PAGE EXTRACT

+++

Static Images Are Losing the Engagement Battle

There is a measurable cost to serving static images. Not a performance cost — that’s a different conversation, one I covered in an earlier post on Cloudinary as a DAM. This is an engagement cost: the gap between what a user feels when they interact with a product image and what they feel when they look at one.

A 2017 paper in Computers in Human Behavior quantified this gap directly. Blazquez Cano et al. ran a controlled experiment with 218 participants browsing fashion clothing on an iPad — split across three conditions: static images, 360° visual rotation, and tactile simulation (a scrunch gesture that deformed the fabric texture on screen). The engagement scores across dimensions like novelty, felt involvement, and endurability were significantly higher in both interactive conditions than in the control group. The static image condition scored 1.34 out of 7 for novelty — participants essentially disagreed that they felt any curiosity or interest. The interactive conditions scored 4.63 and 4.95 on the same measure. The paper is readable in full here.

What the researchers describe as image interactivity technology — the ability to rotate, zoom, scrunch, or otherwise manipulate a product representation in real time — is not a niche UX experiment. It’s a description of the gap between what physical retail offers and what most e-commerce does instead.

The Sensory Impoverishment Problem

The paper frames it clearly: clothing products “suffer from sensory impoverishment when retailed online.” The customer cannot assess drape, weight, or texture from a front-and-back JPEG. They can make inferences, but those inferences come with perceived risk — and perceived risk reduces purchase intent.

The interesting finding from the study is that the need for tactile interaction did not mediate the engagement effect. Participants who reported a strong preference for handling products in-store did not respond differently to interactive images than those who didn’t. The interactivity worked regardless of individual preference — which is a strong signal that this isn’t a segment-specific concern. It’s a baseline problem with static presentation that interactive media addresses universally.

The implication for anyone building or evaluating a product media pipeline is that the choice between static and interactive assets isn’t a UX nicety. It’s a decision with measurable downstream effects on the engagement metrics that determine whether a browsing session converts.

+++

TASK LIST
1) Answer these questions about the post on static images:
(a) How many participants took part in the controlled experiment?
(b) What novelty score did the static image condition receive?
(c) According to the paper, what do clothing products suffer from when they are sold online?
2) Summarize the post on static images in two sentences.
3) Update the post on static images by rewriting everything from "The interesting finding" down to "media addresses universally.", with "strong signal" changed to "clear signal".

Point labeling dataset excerpts

+++

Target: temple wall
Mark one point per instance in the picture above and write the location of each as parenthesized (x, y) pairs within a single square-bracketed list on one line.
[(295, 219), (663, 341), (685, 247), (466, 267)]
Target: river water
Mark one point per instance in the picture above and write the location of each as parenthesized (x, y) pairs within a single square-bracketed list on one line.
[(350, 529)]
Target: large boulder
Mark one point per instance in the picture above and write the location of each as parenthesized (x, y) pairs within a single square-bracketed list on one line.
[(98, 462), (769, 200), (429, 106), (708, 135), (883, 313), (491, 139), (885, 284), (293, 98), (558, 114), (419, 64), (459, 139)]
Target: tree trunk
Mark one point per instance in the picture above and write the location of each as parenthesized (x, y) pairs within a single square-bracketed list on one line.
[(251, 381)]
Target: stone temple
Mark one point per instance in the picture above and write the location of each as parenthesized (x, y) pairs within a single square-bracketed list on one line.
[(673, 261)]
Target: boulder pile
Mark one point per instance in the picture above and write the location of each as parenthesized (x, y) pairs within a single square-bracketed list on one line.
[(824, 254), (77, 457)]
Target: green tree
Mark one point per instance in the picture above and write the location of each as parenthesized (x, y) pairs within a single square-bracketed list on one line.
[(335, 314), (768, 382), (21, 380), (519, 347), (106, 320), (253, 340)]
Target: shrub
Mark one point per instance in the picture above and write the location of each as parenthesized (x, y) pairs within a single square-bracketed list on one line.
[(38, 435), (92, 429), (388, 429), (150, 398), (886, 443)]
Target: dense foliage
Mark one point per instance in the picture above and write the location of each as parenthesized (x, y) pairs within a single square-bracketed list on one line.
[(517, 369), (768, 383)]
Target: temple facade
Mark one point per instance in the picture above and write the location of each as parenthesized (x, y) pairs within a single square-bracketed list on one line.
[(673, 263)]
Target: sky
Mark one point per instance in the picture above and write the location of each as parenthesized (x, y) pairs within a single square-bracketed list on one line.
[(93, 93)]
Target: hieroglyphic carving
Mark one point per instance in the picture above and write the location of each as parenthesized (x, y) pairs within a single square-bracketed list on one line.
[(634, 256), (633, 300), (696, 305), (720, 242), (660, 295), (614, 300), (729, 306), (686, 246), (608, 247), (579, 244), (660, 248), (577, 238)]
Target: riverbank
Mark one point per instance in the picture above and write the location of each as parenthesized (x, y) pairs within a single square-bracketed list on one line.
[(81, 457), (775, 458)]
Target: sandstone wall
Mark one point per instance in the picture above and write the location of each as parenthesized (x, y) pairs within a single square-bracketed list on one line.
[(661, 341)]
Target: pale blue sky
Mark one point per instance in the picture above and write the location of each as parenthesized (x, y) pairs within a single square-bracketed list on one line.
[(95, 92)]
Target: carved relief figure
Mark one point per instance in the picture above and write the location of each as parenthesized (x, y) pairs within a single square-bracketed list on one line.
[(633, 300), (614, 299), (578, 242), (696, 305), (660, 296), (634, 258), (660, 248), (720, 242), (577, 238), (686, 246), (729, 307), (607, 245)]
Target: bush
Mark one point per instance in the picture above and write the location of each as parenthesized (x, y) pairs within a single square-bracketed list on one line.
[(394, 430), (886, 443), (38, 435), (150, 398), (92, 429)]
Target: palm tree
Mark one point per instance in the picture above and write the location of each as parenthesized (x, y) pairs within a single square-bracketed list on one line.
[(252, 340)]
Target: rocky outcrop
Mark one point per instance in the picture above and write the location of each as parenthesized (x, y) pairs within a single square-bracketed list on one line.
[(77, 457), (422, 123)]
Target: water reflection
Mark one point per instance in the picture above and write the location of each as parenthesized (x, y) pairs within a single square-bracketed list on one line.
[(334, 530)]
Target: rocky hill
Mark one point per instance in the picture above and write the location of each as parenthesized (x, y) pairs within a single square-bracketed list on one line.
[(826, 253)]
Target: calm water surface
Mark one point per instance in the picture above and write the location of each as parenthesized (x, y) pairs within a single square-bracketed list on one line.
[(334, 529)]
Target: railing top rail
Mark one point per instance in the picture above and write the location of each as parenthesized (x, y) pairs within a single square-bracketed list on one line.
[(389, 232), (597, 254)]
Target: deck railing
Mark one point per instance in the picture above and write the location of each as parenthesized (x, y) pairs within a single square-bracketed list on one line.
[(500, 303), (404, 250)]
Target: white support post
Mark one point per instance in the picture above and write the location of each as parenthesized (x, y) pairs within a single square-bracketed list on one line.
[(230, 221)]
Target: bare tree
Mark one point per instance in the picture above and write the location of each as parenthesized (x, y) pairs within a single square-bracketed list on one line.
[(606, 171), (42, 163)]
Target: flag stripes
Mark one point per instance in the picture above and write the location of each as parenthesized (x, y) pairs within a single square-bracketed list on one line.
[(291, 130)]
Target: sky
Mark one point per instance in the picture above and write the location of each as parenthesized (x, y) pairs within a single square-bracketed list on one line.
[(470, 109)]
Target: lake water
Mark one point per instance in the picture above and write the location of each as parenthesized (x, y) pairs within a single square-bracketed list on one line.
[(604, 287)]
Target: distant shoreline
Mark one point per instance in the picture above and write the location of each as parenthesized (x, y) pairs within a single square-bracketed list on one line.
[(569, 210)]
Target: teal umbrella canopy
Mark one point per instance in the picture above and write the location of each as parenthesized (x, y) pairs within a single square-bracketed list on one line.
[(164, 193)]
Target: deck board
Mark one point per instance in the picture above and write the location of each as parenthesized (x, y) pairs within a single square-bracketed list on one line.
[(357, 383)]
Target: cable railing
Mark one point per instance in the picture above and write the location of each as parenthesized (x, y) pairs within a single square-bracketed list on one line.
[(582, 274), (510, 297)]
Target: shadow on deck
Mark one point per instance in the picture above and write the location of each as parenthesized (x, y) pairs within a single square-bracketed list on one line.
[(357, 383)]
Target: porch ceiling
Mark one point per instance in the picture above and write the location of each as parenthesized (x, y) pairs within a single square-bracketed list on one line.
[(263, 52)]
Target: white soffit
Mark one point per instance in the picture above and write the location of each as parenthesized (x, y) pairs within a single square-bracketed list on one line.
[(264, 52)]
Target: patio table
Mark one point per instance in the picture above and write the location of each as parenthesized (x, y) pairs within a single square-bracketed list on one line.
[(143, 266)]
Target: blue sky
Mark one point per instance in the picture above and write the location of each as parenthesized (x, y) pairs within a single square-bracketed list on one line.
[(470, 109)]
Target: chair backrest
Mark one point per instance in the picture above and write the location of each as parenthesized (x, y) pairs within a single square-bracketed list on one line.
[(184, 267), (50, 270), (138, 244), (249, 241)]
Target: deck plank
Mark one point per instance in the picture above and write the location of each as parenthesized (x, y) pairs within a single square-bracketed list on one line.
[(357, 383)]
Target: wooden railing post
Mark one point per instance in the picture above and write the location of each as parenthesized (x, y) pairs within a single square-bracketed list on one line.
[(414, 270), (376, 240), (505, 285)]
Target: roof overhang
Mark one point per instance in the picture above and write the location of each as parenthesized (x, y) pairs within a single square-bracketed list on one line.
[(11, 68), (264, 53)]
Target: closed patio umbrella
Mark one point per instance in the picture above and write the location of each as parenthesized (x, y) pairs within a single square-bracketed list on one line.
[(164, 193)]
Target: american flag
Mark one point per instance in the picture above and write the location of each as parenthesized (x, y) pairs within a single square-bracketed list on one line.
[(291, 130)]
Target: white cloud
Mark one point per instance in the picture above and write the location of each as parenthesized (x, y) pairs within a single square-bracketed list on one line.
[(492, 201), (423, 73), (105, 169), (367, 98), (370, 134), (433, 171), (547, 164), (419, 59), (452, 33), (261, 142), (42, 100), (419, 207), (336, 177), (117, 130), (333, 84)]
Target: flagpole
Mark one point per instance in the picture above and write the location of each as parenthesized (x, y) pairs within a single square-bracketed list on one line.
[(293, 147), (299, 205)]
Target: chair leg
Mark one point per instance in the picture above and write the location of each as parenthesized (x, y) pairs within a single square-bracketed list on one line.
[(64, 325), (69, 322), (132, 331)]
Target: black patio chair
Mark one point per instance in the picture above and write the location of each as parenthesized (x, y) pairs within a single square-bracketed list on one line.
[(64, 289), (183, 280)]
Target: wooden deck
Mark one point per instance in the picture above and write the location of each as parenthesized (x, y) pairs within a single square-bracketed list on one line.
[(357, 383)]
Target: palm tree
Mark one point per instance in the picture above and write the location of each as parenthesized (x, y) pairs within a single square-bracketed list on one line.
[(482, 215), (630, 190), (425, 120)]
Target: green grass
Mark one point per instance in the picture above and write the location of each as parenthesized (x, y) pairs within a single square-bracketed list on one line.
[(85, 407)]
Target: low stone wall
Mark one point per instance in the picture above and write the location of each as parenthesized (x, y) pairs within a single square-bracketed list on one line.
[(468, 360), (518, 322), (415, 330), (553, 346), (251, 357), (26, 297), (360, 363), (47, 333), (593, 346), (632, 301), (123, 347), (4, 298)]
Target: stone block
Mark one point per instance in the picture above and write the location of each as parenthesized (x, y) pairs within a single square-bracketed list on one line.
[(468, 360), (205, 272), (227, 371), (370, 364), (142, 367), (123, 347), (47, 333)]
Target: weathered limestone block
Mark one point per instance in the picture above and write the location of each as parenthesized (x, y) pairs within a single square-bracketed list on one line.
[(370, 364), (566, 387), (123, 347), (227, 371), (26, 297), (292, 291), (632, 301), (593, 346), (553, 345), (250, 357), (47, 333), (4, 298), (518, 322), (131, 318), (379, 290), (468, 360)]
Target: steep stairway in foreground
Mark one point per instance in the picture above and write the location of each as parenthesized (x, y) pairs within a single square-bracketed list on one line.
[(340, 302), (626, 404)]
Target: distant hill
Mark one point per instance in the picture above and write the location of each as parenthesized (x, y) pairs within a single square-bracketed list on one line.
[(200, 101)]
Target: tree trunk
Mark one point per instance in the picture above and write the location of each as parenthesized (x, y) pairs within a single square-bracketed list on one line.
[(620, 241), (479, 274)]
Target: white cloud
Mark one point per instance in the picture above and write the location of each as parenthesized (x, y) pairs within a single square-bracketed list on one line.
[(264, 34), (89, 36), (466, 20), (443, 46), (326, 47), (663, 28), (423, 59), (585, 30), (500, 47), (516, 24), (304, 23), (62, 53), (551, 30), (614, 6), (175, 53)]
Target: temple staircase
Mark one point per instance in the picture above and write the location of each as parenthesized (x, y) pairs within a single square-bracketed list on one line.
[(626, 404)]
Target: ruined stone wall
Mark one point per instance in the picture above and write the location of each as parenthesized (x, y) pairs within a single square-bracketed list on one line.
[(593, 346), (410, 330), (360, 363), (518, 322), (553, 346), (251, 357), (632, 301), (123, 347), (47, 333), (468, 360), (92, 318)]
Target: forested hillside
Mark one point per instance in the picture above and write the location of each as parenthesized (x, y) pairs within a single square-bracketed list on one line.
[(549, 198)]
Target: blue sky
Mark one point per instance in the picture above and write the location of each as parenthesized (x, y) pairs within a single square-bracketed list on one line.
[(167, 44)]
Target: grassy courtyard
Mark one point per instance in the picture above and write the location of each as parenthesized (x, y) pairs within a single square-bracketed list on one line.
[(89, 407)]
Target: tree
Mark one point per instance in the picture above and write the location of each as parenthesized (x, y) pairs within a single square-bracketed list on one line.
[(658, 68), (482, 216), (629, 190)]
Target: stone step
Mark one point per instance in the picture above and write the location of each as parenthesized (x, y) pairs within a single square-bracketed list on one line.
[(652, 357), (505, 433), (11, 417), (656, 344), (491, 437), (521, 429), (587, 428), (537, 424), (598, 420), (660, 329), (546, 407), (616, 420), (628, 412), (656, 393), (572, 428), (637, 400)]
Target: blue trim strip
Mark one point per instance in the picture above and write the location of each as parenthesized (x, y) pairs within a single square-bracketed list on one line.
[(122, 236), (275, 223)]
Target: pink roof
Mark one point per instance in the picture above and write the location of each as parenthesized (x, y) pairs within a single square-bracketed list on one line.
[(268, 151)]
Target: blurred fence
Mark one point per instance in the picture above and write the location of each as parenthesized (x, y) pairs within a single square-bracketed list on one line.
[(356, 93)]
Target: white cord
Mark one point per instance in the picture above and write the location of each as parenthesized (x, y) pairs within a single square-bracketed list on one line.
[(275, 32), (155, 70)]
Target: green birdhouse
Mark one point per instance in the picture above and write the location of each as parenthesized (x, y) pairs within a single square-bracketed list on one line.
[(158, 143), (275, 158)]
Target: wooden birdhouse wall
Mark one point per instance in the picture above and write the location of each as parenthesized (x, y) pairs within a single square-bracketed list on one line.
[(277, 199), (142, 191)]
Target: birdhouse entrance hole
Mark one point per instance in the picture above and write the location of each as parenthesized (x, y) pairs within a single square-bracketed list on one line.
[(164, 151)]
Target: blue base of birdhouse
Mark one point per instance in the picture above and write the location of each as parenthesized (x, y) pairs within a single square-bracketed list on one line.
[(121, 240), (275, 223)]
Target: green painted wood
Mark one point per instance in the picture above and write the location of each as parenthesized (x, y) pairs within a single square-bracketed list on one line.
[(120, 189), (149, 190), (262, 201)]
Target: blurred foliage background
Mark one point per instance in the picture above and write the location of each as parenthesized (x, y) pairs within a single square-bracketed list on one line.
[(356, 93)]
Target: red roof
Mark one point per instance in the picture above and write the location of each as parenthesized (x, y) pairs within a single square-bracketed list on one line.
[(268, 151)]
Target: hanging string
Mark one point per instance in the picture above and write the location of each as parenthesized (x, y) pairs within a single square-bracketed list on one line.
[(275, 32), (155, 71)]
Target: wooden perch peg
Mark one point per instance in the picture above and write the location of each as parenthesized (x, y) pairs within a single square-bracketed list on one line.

+++

RESULTS OF THE EXERCISE
1)
(a) 218 participants.
(b) 1.34 out of 7.
(c) Sensory impoverishment.

2) A 2017 experiment with 218 participants found that interactive product images, such as 360° rotation and tactile simulation, produced significantly higher engagement than static images, and this effect held regardless of how much participants preferred handling products in-store. The post concludes that choosing between static and interactive assets is not a UX nicety but a decision with measurable effects on the engagement metrics that determine whether a browsing session converts.

3)
The interesting finding from the study is that the need for tactile interaction did not mediate the engagement effect. Participants who reported a strong preference for handling products in-store did not respond differently to interactive images than those who didn’t. The interactivity worked regardless of individual preference — which is a clear signal that this isn’t a segment-specific concern. It’s a baseline problem with static presentation that interactive media addresses universally.